The Linguistic Flux Capacitor

The Linguistic Flux Capacitor is a free web application that lets you explore how the meaning of words in the English language has changed over the past two centuries.

Try it out (no installation required): https://robamler.github.io/linguistic-flux-capacitor

The app is a technical demonstration of what can be done when you combine a probabilistic natural language model with a novel compression algorithm. The app runs a machine learning model with 600 million parameters directly in your browser by leveraging WebAssembly (wasm) and a novel compression algorithm called Variational Bayesian Quantization.

References / How to Cite

Technical details are described in the following papers:

• Bamler and Mandt, Dynamic Word Embeddings, ICML 2017.
  (see PDF or video presentation)
  Presents the machine learning model (natural language model) used by the app.
• Yang, Bamler, and Mandt, Variational Bayesian Quantization, ICML 2020.
  (see PDF or video presentation)
  Presents the compression method that we use to transmit the entire trained model to the client side, thus enabling an immersive experience with near-instant model predictions.
• Bamler and Mandt, Improving Optimization for Models With Continuous Symmetry Breaking, ICML 2018.
  (see PDF or related video presentation)
  Presents an advanced optimization algorithm inspired by Higgs Mechanism in physics, which is needed for optimal performance of our model.

Lightweight Explanation

If the above scientific papers are too dense then you can find a more informal blog-post-style explanation of the employed techniques on the app website (just scroll down from the app).

Contributing

Pull requests with simple bug fixes or feature additions are very welcome. If you're interested in more complex contributions I recommend reaching out to me first to prioritize projects and discuss possibilities for attribution and/or monetary compensation (for students).

License

The source code of The Linguistic Flux Capacitor is distributed under the terms of both the MIT license and the Apache License (Version 2.0). See files LICENSE-APACHE and LICENSE-MIT for details. If you open a pull request, we will interpret this as consent that your contributions may be licensed under the same existing terms unless you explicitly express your objection in the description of the pull request.

Code Structure

The codebase is divided into a frontend and a backend part.

• The frontend controls the user interface: input fields, the plotting pane, hover events, etc. This functionality is implemented in standard web technologies (HTML, CSS, SVG, JavaScript). It uses Webpack for transpiling/minification/bundling.
•••
◆ Your instructions ◆
Decide whether each statement agrees with the Linguistic Flux Capacitor text, answering yes or no and quoting the deciding words. 1. Using the app requires installing software first. 2. The model run by the app has 600 million parameters. 3. The source code is distributed under the MIT license alone. Work only from the text about the Linguistic Flux Capacitor.

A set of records
•••
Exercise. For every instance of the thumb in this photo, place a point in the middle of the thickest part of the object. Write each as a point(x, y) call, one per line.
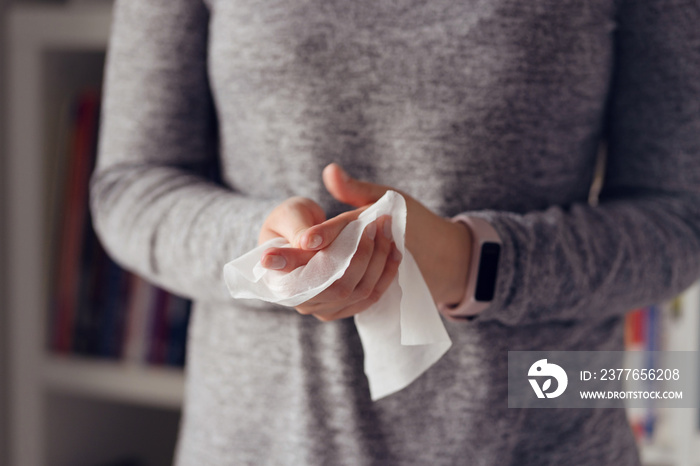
point(350, 190)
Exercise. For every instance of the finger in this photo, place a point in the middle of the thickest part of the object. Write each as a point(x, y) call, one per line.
point(320, 236)
point(285, 259)
point(349, 190)
point(291, 219)
point(337, 295)
point(390, 270)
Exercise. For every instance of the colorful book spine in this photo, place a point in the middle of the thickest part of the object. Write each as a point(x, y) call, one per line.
point(97, 308)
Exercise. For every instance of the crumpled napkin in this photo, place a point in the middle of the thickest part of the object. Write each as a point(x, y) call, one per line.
point(402, 334)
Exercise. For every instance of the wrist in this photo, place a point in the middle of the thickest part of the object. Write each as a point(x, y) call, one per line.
point(457, 257)
point(483, 270)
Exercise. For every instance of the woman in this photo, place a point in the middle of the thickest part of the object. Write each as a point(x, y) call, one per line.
point(490, 109)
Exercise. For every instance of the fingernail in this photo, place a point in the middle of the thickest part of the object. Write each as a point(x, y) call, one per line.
point(387, 228)
point(274, 262)
point(313, 241)
point(371, 230)
point(343, 174)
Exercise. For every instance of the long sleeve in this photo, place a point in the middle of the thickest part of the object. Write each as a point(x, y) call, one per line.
point(641, 244)
point(153, 208)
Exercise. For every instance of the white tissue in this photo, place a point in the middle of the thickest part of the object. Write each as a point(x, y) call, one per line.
point(402, 334)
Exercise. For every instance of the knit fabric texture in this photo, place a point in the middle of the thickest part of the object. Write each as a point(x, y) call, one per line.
point(216, 111)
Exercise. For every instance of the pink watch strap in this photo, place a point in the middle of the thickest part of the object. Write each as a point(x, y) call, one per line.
point(481, 232)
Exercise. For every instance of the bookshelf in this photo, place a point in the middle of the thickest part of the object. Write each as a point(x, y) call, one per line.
point(67, 410)
point(64, 410)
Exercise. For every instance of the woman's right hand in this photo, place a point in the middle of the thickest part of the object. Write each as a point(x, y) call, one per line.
point(303, 224)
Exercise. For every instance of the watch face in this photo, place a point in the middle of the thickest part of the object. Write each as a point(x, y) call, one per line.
point(488, 270)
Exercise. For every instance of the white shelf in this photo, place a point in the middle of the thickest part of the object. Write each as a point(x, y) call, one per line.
point(653, 455)
point(117, 381)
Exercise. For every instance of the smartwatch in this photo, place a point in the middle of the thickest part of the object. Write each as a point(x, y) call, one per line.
point(483, 270)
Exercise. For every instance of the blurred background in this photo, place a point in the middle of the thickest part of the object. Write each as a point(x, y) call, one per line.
point(91, 356)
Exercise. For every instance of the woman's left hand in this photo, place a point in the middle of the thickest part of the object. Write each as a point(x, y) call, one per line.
point(441, 248)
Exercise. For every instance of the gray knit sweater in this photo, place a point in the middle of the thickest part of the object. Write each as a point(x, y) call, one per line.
point(488, 107)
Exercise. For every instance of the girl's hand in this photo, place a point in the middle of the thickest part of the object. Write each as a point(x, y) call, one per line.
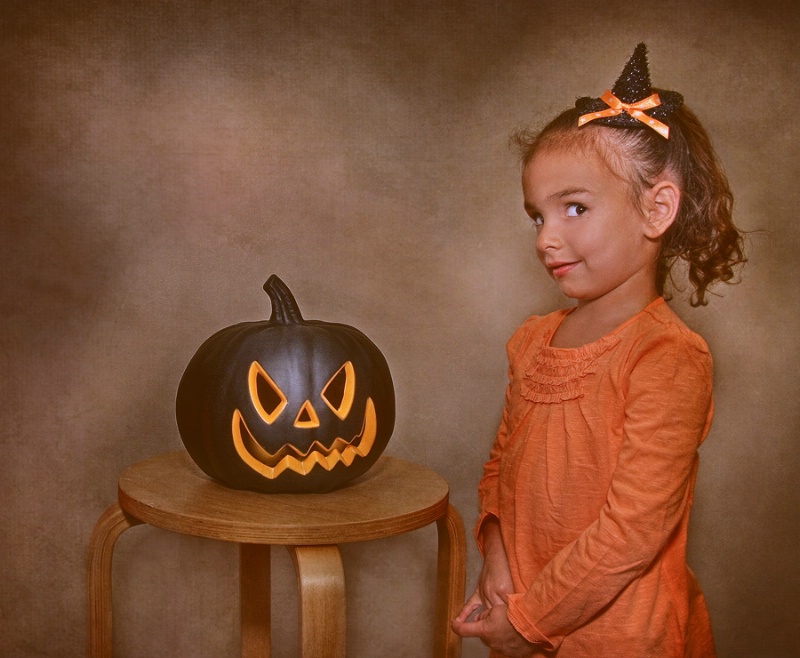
point(493, 629)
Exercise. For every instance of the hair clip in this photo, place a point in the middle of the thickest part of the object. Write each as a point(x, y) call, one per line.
point(632, 103)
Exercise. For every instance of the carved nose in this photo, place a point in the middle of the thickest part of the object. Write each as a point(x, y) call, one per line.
point(306, 418)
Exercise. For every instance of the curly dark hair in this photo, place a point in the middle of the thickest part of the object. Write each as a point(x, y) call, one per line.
point(703, 233)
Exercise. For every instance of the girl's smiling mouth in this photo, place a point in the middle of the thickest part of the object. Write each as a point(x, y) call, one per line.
point(559, 269)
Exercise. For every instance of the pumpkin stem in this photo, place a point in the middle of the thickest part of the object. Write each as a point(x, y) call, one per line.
point(284, 306)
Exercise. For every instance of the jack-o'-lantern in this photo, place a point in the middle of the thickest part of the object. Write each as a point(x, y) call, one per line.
point(286, 405)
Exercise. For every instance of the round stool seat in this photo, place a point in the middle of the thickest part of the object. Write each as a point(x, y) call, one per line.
point(393, 497)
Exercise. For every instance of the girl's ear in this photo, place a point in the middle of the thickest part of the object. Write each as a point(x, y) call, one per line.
point(663, 200)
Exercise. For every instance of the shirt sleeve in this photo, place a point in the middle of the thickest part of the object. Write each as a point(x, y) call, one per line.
point(668, 410)
point(488, 488)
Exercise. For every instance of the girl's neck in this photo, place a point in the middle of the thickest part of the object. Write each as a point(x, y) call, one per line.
point(593, 319)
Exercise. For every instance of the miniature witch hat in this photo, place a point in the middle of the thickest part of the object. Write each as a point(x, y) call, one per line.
point(632, 103)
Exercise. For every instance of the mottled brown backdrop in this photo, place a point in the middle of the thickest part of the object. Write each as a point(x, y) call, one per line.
point(159, 159)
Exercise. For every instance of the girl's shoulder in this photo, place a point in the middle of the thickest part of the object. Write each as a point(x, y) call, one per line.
point(658, 322)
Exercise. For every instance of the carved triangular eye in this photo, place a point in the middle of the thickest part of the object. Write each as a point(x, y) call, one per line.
point(340, 391)
point(268, 398)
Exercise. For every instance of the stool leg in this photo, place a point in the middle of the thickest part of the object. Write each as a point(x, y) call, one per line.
point(451, 582)
point(254, 592)
point(110, 526)
point(320, 580)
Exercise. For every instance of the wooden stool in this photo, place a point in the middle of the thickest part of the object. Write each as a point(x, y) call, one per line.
point(392, 498)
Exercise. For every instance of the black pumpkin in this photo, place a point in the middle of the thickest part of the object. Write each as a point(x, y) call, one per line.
point(286, 405)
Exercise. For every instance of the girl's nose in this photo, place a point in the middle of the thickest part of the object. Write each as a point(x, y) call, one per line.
point(547, 237)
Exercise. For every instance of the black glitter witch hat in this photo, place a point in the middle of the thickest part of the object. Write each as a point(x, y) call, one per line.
point(632, 87)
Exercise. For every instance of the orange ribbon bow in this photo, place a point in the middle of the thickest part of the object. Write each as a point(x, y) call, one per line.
point(636, 110)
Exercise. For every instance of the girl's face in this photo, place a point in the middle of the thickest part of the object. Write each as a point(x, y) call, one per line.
point(592, 239)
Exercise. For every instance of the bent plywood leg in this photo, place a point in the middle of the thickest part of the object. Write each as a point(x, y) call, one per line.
point(254, 593)
point(320, 579)
point(451, 582)
point(110, 526)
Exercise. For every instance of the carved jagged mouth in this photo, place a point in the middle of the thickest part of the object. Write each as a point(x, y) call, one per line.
point(289, 457)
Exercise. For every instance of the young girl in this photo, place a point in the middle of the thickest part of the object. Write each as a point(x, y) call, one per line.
point(586, 496)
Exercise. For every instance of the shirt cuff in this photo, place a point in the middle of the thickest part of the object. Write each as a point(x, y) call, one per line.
point(485, 516)
point(525, 627)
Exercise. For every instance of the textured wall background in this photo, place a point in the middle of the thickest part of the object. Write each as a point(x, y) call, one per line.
point(158, 160)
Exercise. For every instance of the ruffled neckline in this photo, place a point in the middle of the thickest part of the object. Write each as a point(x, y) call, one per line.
point(557, 374)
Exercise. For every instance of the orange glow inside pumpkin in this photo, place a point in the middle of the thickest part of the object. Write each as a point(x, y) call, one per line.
point(269, 401)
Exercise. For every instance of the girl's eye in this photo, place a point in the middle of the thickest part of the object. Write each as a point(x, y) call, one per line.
point(575, 209)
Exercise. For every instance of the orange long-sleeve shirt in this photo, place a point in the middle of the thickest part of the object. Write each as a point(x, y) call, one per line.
point(592, 477)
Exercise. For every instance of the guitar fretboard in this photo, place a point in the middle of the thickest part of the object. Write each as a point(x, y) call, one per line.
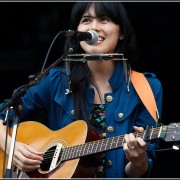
point(103, 145)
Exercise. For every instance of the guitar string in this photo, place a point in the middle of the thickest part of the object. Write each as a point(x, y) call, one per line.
point(72, 152)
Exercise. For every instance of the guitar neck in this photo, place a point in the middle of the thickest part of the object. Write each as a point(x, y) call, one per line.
point(106, 144)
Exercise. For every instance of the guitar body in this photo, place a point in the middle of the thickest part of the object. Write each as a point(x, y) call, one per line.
point(73, 151)
point(41, 138)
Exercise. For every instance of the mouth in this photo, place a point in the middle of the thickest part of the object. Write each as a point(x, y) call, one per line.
point(100, 40)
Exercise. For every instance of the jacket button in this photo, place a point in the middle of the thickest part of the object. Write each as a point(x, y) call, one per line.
point(120, 115)
point(110, 129)
point(72, 112)
point(109, 98)
point(108, 163)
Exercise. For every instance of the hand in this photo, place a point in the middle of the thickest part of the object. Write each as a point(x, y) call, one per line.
point(135, 148)
point(26, 158)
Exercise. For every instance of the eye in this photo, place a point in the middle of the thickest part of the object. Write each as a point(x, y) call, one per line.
point(85, 20)
point(104, 19)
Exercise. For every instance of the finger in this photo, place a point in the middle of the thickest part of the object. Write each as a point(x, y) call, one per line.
point(25, 167)
point(29, 148)
point(141, 142)
point(138, 129)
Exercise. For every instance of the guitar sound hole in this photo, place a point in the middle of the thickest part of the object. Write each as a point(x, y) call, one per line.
point(48, 157)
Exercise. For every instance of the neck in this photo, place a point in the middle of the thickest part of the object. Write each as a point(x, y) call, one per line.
point(101, 70)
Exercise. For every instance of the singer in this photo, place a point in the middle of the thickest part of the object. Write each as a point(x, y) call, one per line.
point(101, 94)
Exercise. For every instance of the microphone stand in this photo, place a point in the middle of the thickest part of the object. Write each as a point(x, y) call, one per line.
point(12, 102)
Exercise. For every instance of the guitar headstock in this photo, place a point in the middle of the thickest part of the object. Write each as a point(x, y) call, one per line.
point(171, 132)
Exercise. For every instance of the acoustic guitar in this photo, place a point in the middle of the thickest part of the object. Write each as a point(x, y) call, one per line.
point(72, 152)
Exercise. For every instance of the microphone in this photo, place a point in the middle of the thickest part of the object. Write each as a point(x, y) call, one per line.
point(90, 37)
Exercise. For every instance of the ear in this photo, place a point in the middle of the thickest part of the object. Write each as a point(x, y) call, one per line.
point(121, 37)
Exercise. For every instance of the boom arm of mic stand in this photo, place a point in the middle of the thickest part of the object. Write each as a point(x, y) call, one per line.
point(12, 103)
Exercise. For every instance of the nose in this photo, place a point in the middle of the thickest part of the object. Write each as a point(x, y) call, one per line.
point(95, 25)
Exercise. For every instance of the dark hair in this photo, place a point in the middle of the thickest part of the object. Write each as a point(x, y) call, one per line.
point(117, 13)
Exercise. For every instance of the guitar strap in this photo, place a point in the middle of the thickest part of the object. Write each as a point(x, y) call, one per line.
point(145, 93)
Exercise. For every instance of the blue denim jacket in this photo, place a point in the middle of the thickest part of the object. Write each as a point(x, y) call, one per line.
point(50, 95)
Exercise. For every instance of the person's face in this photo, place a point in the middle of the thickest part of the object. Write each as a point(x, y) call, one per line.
point(108, 32)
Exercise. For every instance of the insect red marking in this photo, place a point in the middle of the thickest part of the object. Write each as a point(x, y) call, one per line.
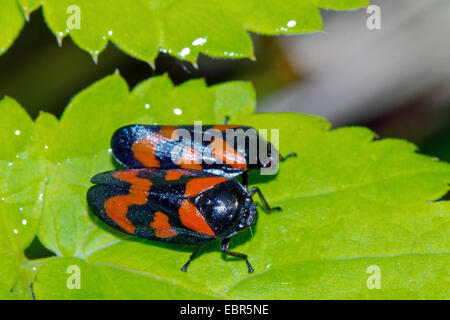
point(224, 127)
point(161, 226)
point(222, 151)
point(191, 218)
point(176, 174)
point(117, 207)
point(198, 185)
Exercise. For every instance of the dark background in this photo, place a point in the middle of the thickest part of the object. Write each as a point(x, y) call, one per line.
point(396, 80)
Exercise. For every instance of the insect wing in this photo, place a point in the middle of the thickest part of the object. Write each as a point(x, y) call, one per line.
point(151, 204)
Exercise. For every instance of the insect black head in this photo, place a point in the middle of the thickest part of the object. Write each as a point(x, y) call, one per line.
point(227, 208)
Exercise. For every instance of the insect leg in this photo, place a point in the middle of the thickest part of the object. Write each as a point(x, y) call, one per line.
point(224, 248)
point(282, 159)
point(263, 200)
point(193, 255)
point(245, 180)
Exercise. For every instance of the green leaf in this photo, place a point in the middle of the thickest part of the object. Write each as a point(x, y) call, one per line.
point(22, 186)
point(181, 28)
point(350, 204)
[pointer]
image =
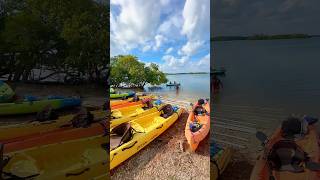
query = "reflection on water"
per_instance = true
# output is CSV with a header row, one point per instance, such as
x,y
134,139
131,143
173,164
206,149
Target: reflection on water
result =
x,y
273,73
192,87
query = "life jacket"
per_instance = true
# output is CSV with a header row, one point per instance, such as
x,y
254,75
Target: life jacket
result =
x,y
286,155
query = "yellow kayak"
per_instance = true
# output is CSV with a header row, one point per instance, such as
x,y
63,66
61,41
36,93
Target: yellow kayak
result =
x,y
129,138
23,129
126,114
118,102
78,159
219,162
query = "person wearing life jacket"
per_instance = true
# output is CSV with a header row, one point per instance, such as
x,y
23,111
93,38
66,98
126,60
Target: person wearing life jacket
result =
x,y
198,110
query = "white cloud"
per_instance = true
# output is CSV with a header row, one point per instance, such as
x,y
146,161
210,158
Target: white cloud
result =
x,y
159,39
146,48
136,23
191,47
173,62
172,26
169,50
164,2
184,64
205,61
196,26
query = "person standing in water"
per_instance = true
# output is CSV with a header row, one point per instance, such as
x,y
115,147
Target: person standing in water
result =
x,y
216,84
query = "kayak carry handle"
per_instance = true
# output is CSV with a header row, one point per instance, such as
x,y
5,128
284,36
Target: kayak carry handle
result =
x,y
78,173
130,146
159,127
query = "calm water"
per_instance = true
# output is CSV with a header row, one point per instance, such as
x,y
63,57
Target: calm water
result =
x,y
193,87
273,73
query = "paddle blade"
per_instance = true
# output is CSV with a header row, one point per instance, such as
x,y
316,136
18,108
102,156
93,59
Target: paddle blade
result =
x,y
313,166
263,138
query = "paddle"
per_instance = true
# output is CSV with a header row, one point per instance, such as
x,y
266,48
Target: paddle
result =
x,y
263,138
1,160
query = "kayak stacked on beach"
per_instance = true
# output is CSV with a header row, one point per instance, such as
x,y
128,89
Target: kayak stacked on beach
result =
x,y
34,105
292,152
74,153
119,95
116,104
198,123
6,93
53,146
11,132
129,137
125,114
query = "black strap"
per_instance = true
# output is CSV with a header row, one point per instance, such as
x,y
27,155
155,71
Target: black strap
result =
x,y
216,164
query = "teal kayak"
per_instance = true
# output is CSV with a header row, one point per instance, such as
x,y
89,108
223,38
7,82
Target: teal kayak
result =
x,y
122,95
6,93
34,105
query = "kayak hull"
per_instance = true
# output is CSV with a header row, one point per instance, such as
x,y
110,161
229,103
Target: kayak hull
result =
x,y
129,113
77,159
309,144
150,126
6,93
27,107
122,95
33,128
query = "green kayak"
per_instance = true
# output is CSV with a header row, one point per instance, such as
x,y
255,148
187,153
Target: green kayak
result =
x,y
33,105
122,95
6,93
•••
◆ Output ◆
1. No: "Try it out (no installation required)"
2. Yes: "The app runs a machine learning model with 600 million parameters directly in your browser"
3. No: "distributed under the terms of both the MIT license and the Apache License (Version 2.0)"